The long read – by Carlos Bedson – COP26 Day – 31 October 2021
“I don’t run a car, have never run a car. I could say that this is because I have this extremely tender environmentalist conscience, but the fact is I hate driving.” Sir David Attenborough
This is a long read summarising observations, charts and findings from the science literature. Here are things you probably wonder about, don’t have time to look up, yet really want to know.
It is sobering to think about climate change, affecting super furry white animals like mountain hares
Climate change
COP26 has given us a chance to reflect upon how we are heating up and destroying our planet.
The United Nations presents alarming views:
“A growing global population combined with the unsustainable use of natural resources is having a devastating impact on our planet – propelling climate change, destroying nature and raising pollution levels.”
Source: https://unstats.un.org/sdgs/report/2021/goal-12/
The effect on our climate is apparent to everyone. In Britain we are enjoying warmer summers and milder winters.
The effects of climate change are felt most at the polar regions.
The National Snow and Ice Data Centre, a partner of NASA, reports daily how much the Arctic Sea Ice is melting.
Polar sea ice has an important role in reflecting heat from the sun back in to space, helping keep global temperatures cooler. As the ice melts, climate patterns change, with warmer air temperatures, moving the jet stream and oceanic air currents, causing severe weather events. The ice melt also causes sea levels to rise, which endangers coastal areas.

▸ To be done:
(1) Answer these about the climate change article:
(a) According to the quote at the top, what does Sir David Attenborough hate?
(b) Which organization reports daily how much the Arctic Sea Ice is melting?
(c) What role does polar sea ice play in keeping global temperatures cooler?
(2) Reproduce the passage of the climate change article starting with "It is sobering" and going on through "and milder winters.".

▸ Data:
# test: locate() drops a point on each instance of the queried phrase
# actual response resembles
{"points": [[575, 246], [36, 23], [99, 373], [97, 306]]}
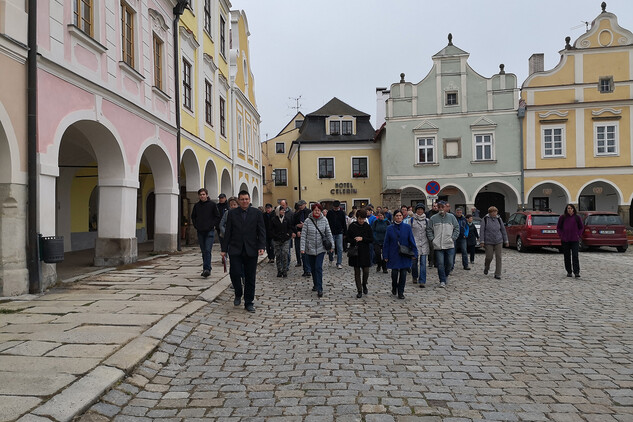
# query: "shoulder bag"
{"points": [[326, 243]]}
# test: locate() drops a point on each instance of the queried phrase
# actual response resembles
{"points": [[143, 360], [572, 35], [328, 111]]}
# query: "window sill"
{"points": [[131, 72], [86, 39], [161, 94], [483, 162]]}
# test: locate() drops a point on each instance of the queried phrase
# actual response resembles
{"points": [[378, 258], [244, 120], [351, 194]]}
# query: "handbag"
{"points": [[326, 243], [405, 251], [352, 251]]}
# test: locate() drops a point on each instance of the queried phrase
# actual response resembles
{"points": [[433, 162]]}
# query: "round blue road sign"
{"points": [[432, 188]]}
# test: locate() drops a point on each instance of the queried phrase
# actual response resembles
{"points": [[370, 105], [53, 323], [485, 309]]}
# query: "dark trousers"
{"points": [[247, 266], [357, 277], [471, 252], [570, 252], [399, 279]]}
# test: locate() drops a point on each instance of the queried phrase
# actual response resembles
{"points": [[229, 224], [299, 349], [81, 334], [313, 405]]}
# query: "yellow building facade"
{"points": [[577, 140], [330, 154]]}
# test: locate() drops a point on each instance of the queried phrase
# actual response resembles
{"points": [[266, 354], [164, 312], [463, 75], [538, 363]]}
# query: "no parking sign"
{"points": [[432, 188]]}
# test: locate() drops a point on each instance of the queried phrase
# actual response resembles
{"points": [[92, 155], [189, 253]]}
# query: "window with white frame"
{"points": [[426, 150], [451, 98], [240, 137], [281, 177], [605, 85], [484, 147], [335, 127], [553, 142], [360, 167], [606, 138], [326, 168], [346, 127]]}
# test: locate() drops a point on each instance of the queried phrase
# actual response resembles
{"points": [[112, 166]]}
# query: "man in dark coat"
{"points": [[244, 239], [205, 218], [338, 226]]}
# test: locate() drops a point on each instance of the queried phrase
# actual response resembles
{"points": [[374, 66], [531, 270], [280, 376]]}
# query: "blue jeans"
{"points": [[315, 264], [444, 262], [418, 270], [460, 245], [205, 240], [246, 266], [338, 243]]}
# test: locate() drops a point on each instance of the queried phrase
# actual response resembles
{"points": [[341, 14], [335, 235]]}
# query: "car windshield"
{"points": [[598, 219], [544, 220]]}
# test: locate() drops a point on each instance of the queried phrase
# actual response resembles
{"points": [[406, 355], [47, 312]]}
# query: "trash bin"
{"points": [[52, 249]]}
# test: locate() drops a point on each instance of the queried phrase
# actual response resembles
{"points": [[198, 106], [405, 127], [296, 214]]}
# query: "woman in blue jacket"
{"points": [[398, 234]]}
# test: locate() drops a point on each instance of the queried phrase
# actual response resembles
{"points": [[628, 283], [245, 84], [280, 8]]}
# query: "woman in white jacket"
{"points": [[316, 229], [418, 224]]}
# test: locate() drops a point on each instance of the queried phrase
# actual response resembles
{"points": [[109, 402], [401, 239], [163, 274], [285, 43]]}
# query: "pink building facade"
{"points": [[107, 152]]}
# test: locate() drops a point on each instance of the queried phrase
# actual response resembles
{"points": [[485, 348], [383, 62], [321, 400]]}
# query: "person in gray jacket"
{"points": [[442, 230], [419, 223], [491, 237], [315, 229]]}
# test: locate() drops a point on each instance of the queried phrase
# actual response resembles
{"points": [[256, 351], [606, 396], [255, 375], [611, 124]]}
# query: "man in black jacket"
{"points": [[205, 218], [338, 225], [244, 239]]}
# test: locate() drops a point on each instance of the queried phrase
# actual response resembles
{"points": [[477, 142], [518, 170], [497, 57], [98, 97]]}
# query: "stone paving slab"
{"points": [[533, 346], [56, 349]]}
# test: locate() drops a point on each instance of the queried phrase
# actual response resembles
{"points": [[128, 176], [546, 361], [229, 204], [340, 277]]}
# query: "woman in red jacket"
{"points": [[569, 229]]}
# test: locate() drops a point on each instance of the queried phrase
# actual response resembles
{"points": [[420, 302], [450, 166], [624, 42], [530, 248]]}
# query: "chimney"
{"points": [[536, 63]]}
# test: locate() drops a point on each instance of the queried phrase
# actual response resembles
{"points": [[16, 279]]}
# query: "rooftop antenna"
{"points": [[586, 23], [297, 106]]}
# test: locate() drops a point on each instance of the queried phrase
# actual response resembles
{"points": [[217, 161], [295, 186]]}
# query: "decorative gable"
{"points": [[604, 32]]}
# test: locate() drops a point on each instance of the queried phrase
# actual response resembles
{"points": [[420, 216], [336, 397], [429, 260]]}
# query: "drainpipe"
{"points": [[178, 11], [521, 116], [33, 259]]}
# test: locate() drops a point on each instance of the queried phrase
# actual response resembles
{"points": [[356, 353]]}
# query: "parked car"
{"points": [[603, 228], [528, 229]]}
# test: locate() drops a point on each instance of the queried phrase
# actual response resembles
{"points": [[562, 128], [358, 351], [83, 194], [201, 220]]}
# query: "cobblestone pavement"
{"points": [[535, 346]]}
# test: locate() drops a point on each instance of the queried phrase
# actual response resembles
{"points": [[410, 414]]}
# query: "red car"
{"points": [[603, 228], [527, 229]]}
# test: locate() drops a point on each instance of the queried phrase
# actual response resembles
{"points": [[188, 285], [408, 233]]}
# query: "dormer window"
{"points": [[451, 98], [606, 85], [335, 127], [340, 125]]}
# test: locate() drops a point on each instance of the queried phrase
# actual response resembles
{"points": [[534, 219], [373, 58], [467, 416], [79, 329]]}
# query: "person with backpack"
{"points": [[569, 229]]}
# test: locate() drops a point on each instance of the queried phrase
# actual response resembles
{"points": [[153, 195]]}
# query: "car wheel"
{"points": [[520, 246]]}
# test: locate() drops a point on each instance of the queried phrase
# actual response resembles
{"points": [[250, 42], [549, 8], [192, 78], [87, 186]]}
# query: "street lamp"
{"points": [[179, 9]]}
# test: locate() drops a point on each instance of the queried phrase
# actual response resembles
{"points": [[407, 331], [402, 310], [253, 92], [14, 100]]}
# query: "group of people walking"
{"points": [[400, 241]]}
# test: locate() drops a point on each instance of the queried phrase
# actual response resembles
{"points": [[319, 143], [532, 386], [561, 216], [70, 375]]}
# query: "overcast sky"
{"points": [[319, 49]]}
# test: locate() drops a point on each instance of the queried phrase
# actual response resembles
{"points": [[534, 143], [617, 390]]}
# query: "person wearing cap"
{"points": [[398, 234], [315, 229], [338, 225], [460, 243], [419, 223], [442, 230], [205, 218], [299, 218]]}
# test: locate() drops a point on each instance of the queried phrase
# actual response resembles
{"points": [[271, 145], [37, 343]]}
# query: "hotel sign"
{"points": [[343, 188]]}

▸ Answers to the tasks:
(1)
(a) Driving.
(b) The National Snow and Ice Data Centre, a partner of NASA.
(c) It reflects heat from the sun back into space.

(2)
It is sobering to think about climate change, affecting super furry white animals like mountain hares
Climate change
COP26 has given us a chance to reflect upon how we are heating up and destroying our planet.
The United Nations presents alarming views:
“A growing global population combined with the unsustainable use of natural resources is having a devastating impact on our planet – propelling climate change, destroying nature and raising pollution levels.”
Source: https://unstats.un.org/sdgs/report/2021/goal-12/
The effect on our climate is apparent to everyone. In Britain we are enjoying warmer summers and milder winters.